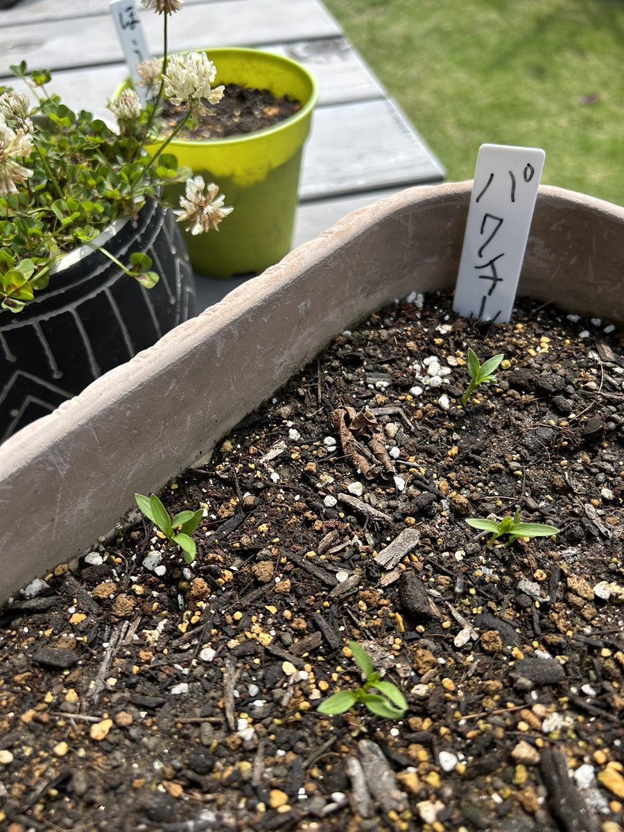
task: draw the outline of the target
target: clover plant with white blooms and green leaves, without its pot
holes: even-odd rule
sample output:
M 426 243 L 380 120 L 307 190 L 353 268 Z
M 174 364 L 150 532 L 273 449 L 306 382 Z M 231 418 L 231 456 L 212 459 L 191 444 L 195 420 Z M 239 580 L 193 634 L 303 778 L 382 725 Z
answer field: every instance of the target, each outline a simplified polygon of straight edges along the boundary
M 21 312 L 46 289 L 63 255 L 82 245 L 151 288 L 158 274 L 148 255 L 129 252 L 124 264 L 96 238 L 115 220 L 134 219 L 148 199 L 165 206 L 164 186 L 172 182 L 186 180 L 186 196 L 175 213 L 193 235 L 216 230 L 232 210 L 213 182 L 192 178 L 190 168 L 163 152 L 220 101 L 224 87 L 212 86 L 215 65 L 205 52 L 167 54 L 167 19 L 182 0 L 141 2 L 163 14 L 164 55 L 137 67 L 141 86 L 151 92 L 145 105 L 131 89 L 108 102 L 115 125 L 85 110 L 72 111 L 48 91 L 50 72 L 31 71 L 25 61 L 10 69 L 27 85 L 34 104 L 26 93 L 0 85 L 0 310 Z M 169 135 L 154 136 L 165 99 L 181 106 L 183 117 Z

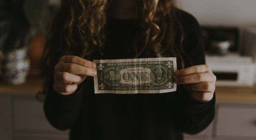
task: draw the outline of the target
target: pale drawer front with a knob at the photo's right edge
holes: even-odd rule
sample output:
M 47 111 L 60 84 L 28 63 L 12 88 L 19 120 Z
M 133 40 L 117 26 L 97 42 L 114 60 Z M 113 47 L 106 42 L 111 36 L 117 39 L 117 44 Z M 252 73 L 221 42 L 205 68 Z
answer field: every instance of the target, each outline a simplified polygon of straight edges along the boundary
M 256 108 L 222 106 L 218 108 L 216 136 L 246 136 L 256 139 Z

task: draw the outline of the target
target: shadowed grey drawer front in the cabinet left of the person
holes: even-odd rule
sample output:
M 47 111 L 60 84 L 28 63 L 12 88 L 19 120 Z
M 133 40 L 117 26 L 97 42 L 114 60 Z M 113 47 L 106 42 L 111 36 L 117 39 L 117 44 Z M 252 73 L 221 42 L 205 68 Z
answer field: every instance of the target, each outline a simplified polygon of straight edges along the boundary
M 58 131 L 49 124 L 44 115 L 43 103 L 35 97 L 15 97 L 13 104 L 15 132 L 68 135 L 67 131 Z

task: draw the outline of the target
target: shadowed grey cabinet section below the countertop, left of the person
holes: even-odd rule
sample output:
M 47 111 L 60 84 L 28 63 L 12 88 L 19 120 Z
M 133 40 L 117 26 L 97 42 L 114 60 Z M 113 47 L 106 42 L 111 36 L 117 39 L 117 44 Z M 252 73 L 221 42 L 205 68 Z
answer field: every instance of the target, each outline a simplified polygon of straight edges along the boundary
M 0 139 L 68 140 L 68 131 L 53 128 L 35 95 L 0 94 Z

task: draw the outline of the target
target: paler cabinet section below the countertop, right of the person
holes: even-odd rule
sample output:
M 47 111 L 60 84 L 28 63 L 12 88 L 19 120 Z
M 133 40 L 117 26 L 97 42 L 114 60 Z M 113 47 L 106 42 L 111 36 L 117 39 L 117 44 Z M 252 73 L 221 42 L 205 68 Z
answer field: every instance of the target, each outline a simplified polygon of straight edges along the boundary
M 185 140 L 255 140 L 256 103 L 217 102 L 214 121 L 197 135 Z

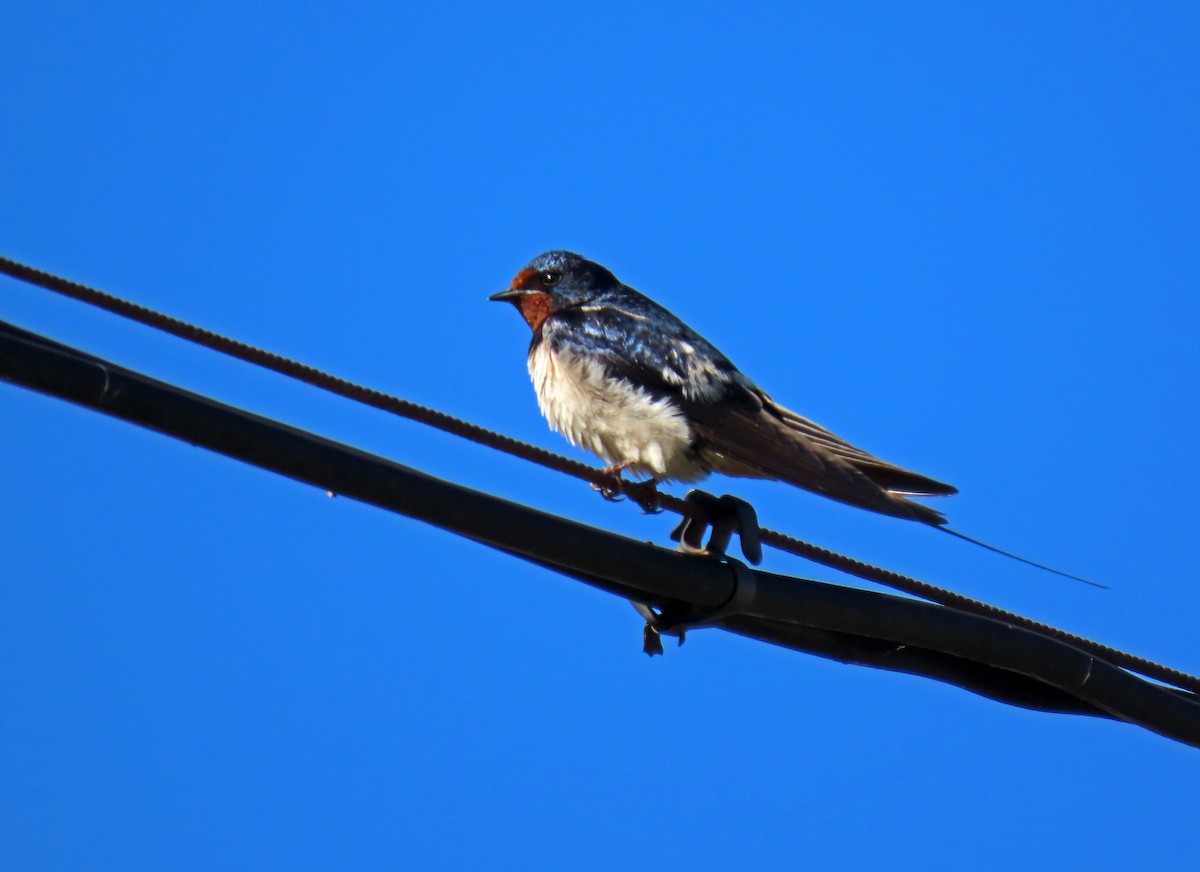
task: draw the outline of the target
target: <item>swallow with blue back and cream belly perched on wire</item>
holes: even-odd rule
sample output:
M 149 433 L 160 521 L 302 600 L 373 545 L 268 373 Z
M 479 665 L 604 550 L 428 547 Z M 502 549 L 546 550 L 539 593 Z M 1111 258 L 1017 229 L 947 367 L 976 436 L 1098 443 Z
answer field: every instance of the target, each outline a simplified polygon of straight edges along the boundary
M 946 523 L 908 498 L 956 488 L 881 461 L 784 408 L 704 337 L 600 264 L 550 251 L 490 299 L 514 303 L 533 329 L 529 375 L 550 426 L 604 458 L 614 475 L 773 479 L 883 515 Z

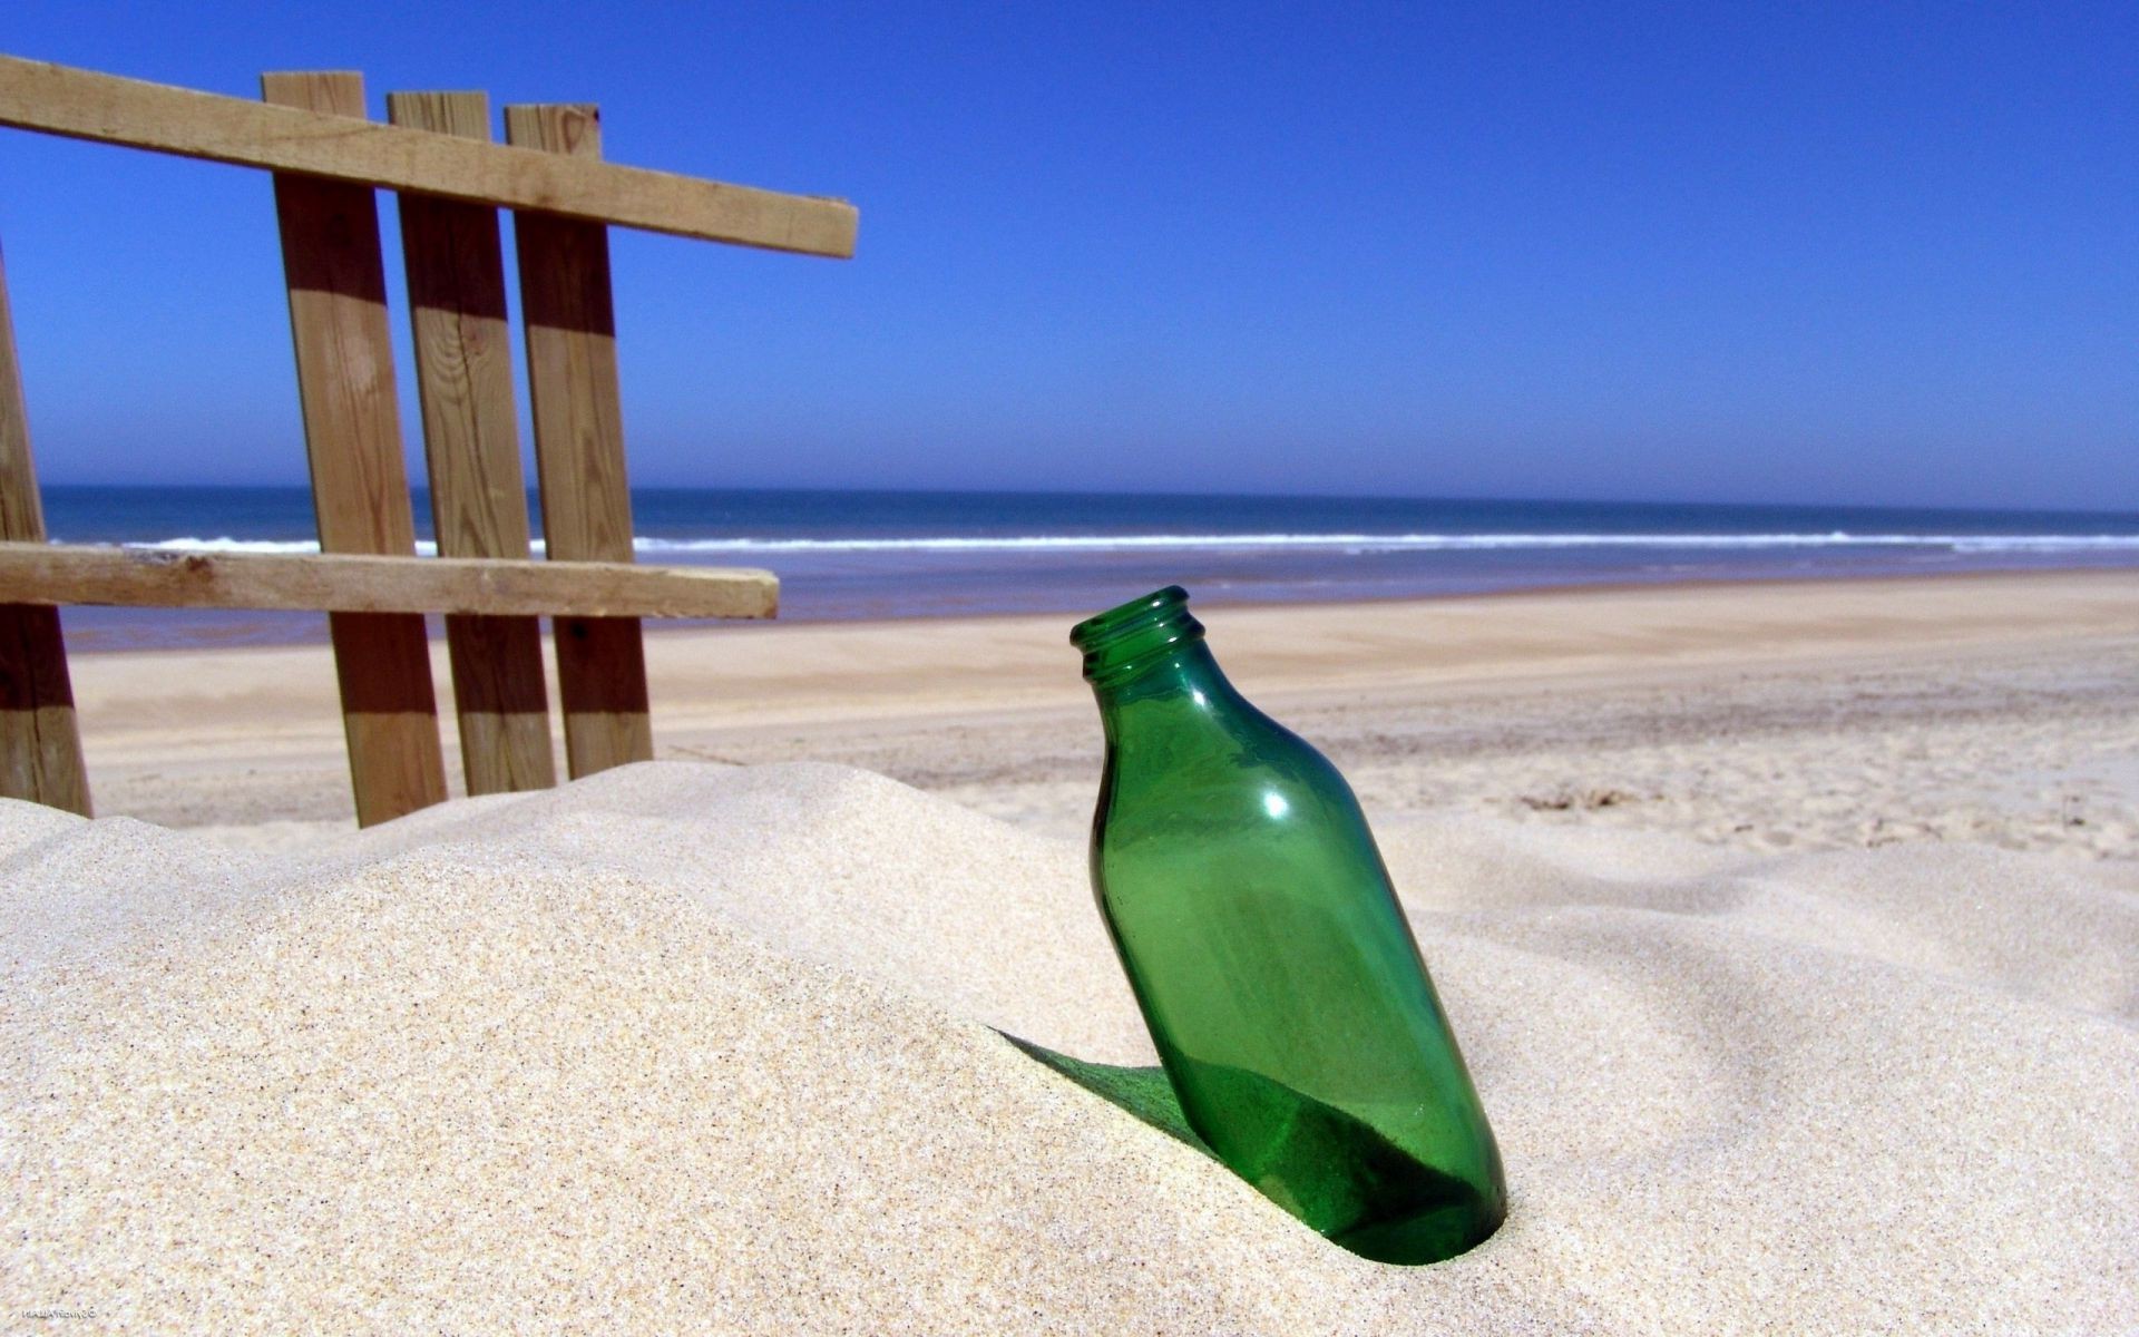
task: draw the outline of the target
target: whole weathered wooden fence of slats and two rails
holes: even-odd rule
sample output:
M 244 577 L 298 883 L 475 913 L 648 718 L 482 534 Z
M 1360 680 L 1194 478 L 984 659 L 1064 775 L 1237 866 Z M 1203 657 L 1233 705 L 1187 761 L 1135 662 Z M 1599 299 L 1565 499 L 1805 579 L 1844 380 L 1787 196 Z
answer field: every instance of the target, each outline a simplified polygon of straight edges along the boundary
M 588 105 L 505 109 L 353 73 L 261 77 L 261 103 L 0 56 L 0 124 L 274 173 L 317 556 L 45 541 L 0 267 L 0 796 L 90 811 L 58 605 L 323 610 L 357 821 L 445 798 L 424 614 L 445 614 L 471 794 L 556 783 L 539 618 L 573 777 L 652 757 L 640 618 L 768 618 L 768 571 L 631 565 L 607 227 L 853 255 L 856 210 L 601 160 Z M 374 188 L 400 193 L 436 558 L 415 556 Z M 498 210 L 513 210 L 535 473 L 520 471 Z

○ ○ ○ ○

__Problem description__: The answer must be every line of the records that contains the word "front".

__Exercise result__:
target: pale drawer front with a knob at the photo's right edge
target: shadowed grey drawer front in the cabinet left of the person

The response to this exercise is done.